▸ Исходный текст
▼▼▼
Хорошо помню своих школьных учителей. В основном это были мужчины-фронтовики. Помню нашего историка — в одной и той же, наглухо застегнутой, много раз заштопанной рубашке под пиджаком. Но всегда белоснежной, словно накрахмаленной. Помню, я гадал: что он, каждую ночь стирает, что ли, ее? (Это был 47-й, тяжелейший для всей нашей страны год.)
Я вообще хорошо помню, как были одеты наши учителя — дети остро запоминают это. Владимир Львович, например, приходил на уроки в темно-синем бостоновом костюме, лоснящемся от долгой носки; рукава испачканы мелом. Я даже галстуки его помню — старинные шелковые, из довоенной благополучной жизни. Один — особенно. Темно-синий со светлым горошком. Как у Ленина.
Учитель русского языка, Михал Михалыч, носил офицерскую гимнастерку, перетянутую широким ремнем. Поверх — хоть и старый, но чистый и отглаженный, с выутюженными лацканами пиджак.
— А ну, дети, — говорил Михмих (так мы его звали между собой), — просклоняйте мне слово «дитя». Итак, именительный?
— Дитя.
— Родительный?
— Дитю… Дите…
— Дитяти! Запомните на всю жизнь — дитяти! Дитятей… О дитяте…
Я и запомнил. На всю, как видите, жизнь.
Как-то, помню (это было в пятом классе), мы играли в футбол на задах школы. Я на минуту выключился из игры, подбежал к стене школы, расстегнул ширинку… Кто-то схватил меня за ухо. И так вот, крепко и больно держа за ухо, отвел в учительскую, поставил посреди комнаты и сказал:
— Вот… Полюбуйтесь на него…
Это была учительница литературы Зинаида Павловна Шагова.
Жестоко, скажете. Зато на всю жизнь. Я навсегда запомнил: мочиться на стену школы, писать на ней грязные слова — нельзя!
Я помню всех своих педагогов. Запомнят ли нынешние дети своих школьных учителей? Уже много лет учить детей идут не самые способные и не те, у кого истинное дарование. Мужчин-учителей практически вовсе нет, мужчина — кормилец, ему надо кормить семью — на учительские шиши не прокормишь.
Смогут ли нынешние дети научиться от своих учителей строгости, скромности, изяществу — в одежде? Какое там… Современная учительница, собираясь на урок, обливается горючими слезами — надеть совершенно нечего.
Я всегда кричал на всех углах и повторю в сотый раз: страна, где учитель нищенствует, не может иметь никакого будущего.
Разочарование
Когда меня спрашивают: «Ваше самое большое разочарование в жизни?» — я вспоминаю этот случай.
В 1953-м я закончил школу. А куда идти учиться дальше, ума не приложу. О том, чтобы пойти работать, и речи не заходило. А надо бы! Мать, портниха, воспитывала нас с сестрой одна. Как же ей тяжело приходилось! Страшная война, голодные послевоенные годы. Загубленная молодость. Всю себя, без остатка, — детям!
▲▲▲
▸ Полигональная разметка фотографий
▼▼▼
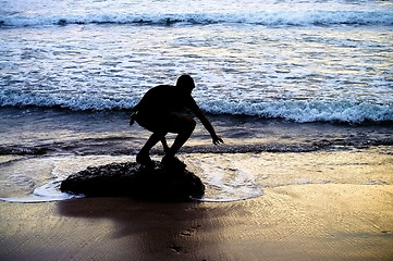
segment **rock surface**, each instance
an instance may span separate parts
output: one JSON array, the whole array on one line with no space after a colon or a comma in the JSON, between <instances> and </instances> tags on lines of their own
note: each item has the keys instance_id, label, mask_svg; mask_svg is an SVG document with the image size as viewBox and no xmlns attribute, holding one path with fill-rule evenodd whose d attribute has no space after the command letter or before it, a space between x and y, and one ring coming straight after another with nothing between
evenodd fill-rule
<instances>
[{"instance_id":1,"label":"rock surface","mask_svg":"<svg viewBox=\"0 0 393 261\"><path fill-rule=\"evenodd\" d=\"M200 198L205 186L194 173L183 167L152 167L136 162L111 163L70 175L60 189L87 197L127 196L149 200L187 201Z\"/></svg>"}]
</instances>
▲▲▲
▸ Задание 1
Как звали учительницу литературы в воспоминаниях о школьных учителях?
▸ Задание 2
Перепечатайте фрагмент воспоминаний о школьных учителях, который открывается словами «Я помню всех» и завершается словами «иметь никакого будущего.».
▸ Задание 3
Напишите, что могло бы идти дальше в воспоминаниях о школьных учителях, начиная сразу после последнего приведенного предложения.
Эти записи для работы не понадобятся.

▸ Письменный ответ 1
Учительницу литературы звали Зинаида Павловна Шагова.

▸ Письменный ответ 2
Я помню всех своих педагогов. Запомнят ли нынешние дети своих школьных учителей? Уже много лет учить детей идут не самые способные и не те, у кого истинное дарование. Мужчин-учителей практически вовсе нет, мужчина — кормилец, ему надо кормить семью — на учительские шиши не прокормишь.
Смогут ли нынешние дети научиться от своих учителей строгости, скромности, изяществу — в одежде? Какое там… Современная учительница, собираясь на урок, обливается горючими слезами — надеть совершенно нечего.
Я всегда кричал на всех углах и повторю в сотый раз: страна, где учитель нищенствует, не может иметь никакого будущего.

▸ Письменный ответ 3
Но мама помыслить не могла, чтобы дети остались без высшего образования. У самой погубленная жизнь, так хоть дети…
Сестра уже заканчивала юридический, а я решил податься в геологи. Романтика, путешествия… О путешествиях я бредил с детства. Любимые герои: Робинзон Крузо, Миклухо-Маклай, персонажи Джека Лондона, Амундсен, Роберт Скотт… Попались мне в то лето две интересные книжки: Чаковского «День начинается на востоке» — про геологов, и «Занимательная геохимия» Ферсмана — про минералы. А когда я узнал, что студенты-геологи носят форму, решение созрело окончательно.
Время было бедное, народ одевался плохо, а студенты геологических факультетов и горных институтов щеголяли в красивой форме: черный шевиотовый костюм, белая рубашка, галстук, черные квадратные бархатные погоны, и на них — золотой вензель университета. Посмотрел я в зеркало, представил себя в этом наряде — неотразим! — и побежал в университет сдавать документы.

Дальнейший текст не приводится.